- Records for processing
━━━━━━━━━━━━━━━━━━━━━━━━━━━━━━

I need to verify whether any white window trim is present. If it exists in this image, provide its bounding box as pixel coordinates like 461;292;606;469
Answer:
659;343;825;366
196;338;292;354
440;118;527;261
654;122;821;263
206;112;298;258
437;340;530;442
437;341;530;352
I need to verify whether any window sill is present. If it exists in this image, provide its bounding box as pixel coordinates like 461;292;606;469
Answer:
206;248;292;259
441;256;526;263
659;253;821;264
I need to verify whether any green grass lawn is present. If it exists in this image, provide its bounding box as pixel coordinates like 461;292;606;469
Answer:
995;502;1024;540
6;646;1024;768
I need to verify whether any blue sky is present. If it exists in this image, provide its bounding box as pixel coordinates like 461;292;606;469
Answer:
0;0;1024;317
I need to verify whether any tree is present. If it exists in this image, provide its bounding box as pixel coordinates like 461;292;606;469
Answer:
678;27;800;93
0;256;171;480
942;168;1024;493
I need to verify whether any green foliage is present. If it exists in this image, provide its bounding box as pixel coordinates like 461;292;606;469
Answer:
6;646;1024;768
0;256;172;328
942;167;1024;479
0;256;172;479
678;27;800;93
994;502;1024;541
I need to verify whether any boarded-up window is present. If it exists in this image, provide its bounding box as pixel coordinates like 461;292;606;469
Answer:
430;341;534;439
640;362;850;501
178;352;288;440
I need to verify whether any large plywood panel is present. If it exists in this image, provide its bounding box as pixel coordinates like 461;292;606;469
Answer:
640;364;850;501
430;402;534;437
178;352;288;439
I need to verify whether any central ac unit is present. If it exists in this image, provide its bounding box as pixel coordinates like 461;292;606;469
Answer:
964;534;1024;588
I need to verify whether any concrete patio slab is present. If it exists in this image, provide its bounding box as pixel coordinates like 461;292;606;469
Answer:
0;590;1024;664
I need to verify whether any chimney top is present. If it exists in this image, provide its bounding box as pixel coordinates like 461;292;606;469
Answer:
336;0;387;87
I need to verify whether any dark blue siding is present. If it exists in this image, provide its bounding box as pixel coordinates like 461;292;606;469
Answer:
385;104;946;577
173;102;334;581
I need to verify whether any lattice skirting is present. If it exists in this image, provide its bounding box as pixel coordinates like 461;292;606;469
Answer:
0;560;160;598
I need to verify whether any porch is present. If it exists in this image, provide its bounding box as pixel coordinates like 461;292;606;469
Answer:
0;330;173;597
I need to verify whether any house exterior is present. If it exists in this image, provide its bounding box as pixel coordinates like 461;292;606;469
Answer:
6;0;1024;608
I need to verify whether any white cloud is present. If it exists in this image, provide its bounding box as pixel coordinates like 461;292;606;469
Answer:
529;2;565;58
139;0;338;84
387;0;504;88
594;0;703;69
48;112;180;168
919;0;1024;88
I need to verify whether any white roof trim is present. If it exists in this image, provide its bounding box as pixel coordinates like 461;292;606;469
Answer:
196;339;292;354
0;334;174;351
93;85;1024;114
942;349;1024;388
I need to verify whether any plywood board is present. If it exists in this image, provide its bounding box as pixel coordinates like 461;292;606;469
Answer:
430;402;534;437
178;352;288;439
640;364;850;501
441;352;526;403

━━━━━━━━━━━━━━━━━━━━━━━━━━━━━━

- Prompt
Edit the items from the line containing "I need to verify whether any large" through the last item, both ends included, so that "plywood" becomes "wood" and nothing else changes. Give back only those lines.

- Exercise answer
I need to verify whether any large wood panel is present. If it exists in this image, provide its bounding box as pixel coordinates like 461;292;606;469
Answer:
640;364;850;501
430;402;534;437
178;352;288;439
I need to verify whether any central ac unit is present. If it exists in this image, provide its bounding box as pixel coordinates like 461;292;606;469
Answer:
964;534;1024;588
I need to verify whether any concrete patio slab is present. If it exists in this image, provide its bounding box as pixel coordinates like 461;292;606;469
Answer:
0;590;1024;664
I need to verify whether any chimney top is present. If it exists in this image, provide its bounding box as pixel coordinates like 461;292;606;469
Answer:
336;0;387;87
I need to verify whether any dark blue siding is present. If it exists in this image, provide its bounding box as pixel coordinates like 461;292;606;469
Answer:
385;104;946;577
173;102;334;581
I need to verify whether any lattice skirting is present. If it exists in this image, provide its bounding box as pixel coordinates like 461;292;606;469
Answer:
0;560;160;598
I need to verify whether any porch is present. If it exists in this image, provide its bounding box as pixel coordinates like 461;292;606;469
Answer:
0;330;173;597
I need to verify whether any house exterior is present. If it exists in this image, provide its bounding box as pixel coordinates like 461;292;606;469
Answer:
6;0;1024;608
I need to verify whether any white cloud is present. If it exists in this image, provide its bounding box as pixel coordinates like 461;292;606;469
Answer:
529;2;565;58
139;0;338;84
387;0;504;88
594;0;703;69
48;112;180;168
919;0;1024;88
I need to verify whether any white roof trim is present. If it exists in this image, provide its bounding box as pixel coordinates like 461;292;606;469
Answer:
196;339;292;354
0;334;174;351
93;85;1024;114
942;349;1024;388
I need to verify whether any wood board is present. If it exists in this image, provide its bounding box as pixel coordinates like 461;292;606;469
Answer:
430;402;534;437
178;352;288;439
640;364;850;501
441;352;526;403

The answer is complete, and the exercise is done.